■ To be done ■
In the listing below, rewrite every line in the stretch from the line containing "instance: [(231, 199)]" through the line containing "[(272, 119)]", scaling only the answer coordinates by 2.45 and rounding each to a whole number, with halves rounded up. Keep every other line and number in that stretch unchanged, including the sample coordinates.

Start of Exercise material

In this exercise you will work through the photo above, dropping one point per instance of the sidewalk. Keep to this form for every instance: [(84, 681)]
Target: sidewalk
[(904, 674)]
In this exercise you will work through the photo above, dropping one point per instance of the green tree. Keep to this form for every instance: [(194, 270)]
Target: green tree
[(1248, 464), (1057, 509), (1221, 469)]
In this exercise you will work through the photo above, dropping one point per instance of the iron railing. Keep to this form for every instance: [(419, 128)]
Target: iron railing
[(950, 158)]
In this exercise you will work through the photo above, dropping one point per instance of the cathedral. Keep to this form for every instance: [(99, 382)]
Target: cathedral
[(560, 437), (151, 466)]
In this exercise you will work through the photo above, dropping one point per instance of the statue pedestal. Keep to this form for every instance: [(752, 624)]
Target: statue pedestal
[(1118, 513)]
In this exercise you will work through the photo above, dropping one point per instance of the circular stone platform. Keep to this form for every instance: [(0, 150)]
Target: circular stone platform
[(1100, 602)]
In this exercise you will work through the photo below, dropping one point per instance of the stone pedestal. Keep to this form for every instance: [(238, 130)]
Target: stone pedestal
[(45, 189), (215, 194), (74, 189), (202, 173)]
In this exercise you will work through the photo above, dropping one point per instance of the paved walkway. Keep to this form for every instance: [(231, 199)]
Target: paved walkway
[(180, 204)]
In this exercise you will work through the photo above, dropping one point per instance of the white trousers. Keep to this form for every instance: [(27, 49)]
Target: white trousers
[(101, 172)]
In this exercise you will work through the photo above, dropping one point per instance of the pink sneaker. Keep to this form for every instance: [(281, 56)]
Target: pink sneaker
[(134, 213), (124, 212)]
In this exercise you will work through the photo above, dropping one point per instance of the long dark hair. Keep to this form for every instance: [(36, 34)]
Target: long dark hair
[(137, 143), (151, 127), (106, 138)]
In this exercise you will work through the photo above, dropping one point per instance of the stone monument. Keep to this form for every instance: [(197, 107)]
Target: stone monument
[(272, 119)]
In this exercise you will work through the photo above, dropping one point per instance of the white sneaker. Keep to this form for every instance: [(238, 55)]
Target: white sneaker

End of Exercise material

■ Task answer ■
In this exercise you will work through the photo above, dropping one point per instance of the paved walkway. Keep to this form for every instance: [(231, 199)]
Target: paved walkway
[(441, 500)]
In this exercise you will work through the photo above, dropping one point per instance of the white trousers. Keep to this form for every instance: [(27, 49)]
Target: white trousers
[(247, 421)]
In this exercise you will work through the photo above, dropping one point per instance of the pink sneaker. Keep to this form for every instance: [(281, 56)]
Target: pink sneaker
[(328, 522), (304, 519)]
In this exercise you will work through the photo above, dropping one point per instance of the long dark hair. Keep to this form for every instance: [(36, 34)]
Target: long dark hair
[(336, 350), (370, 311), (260, 338)]
In this exercise you will work through the photo above, dropping one point per instance of the stone monument. Keep to this form for every instance: [(197, 107)]
Target: stone monument
[(666, 292)]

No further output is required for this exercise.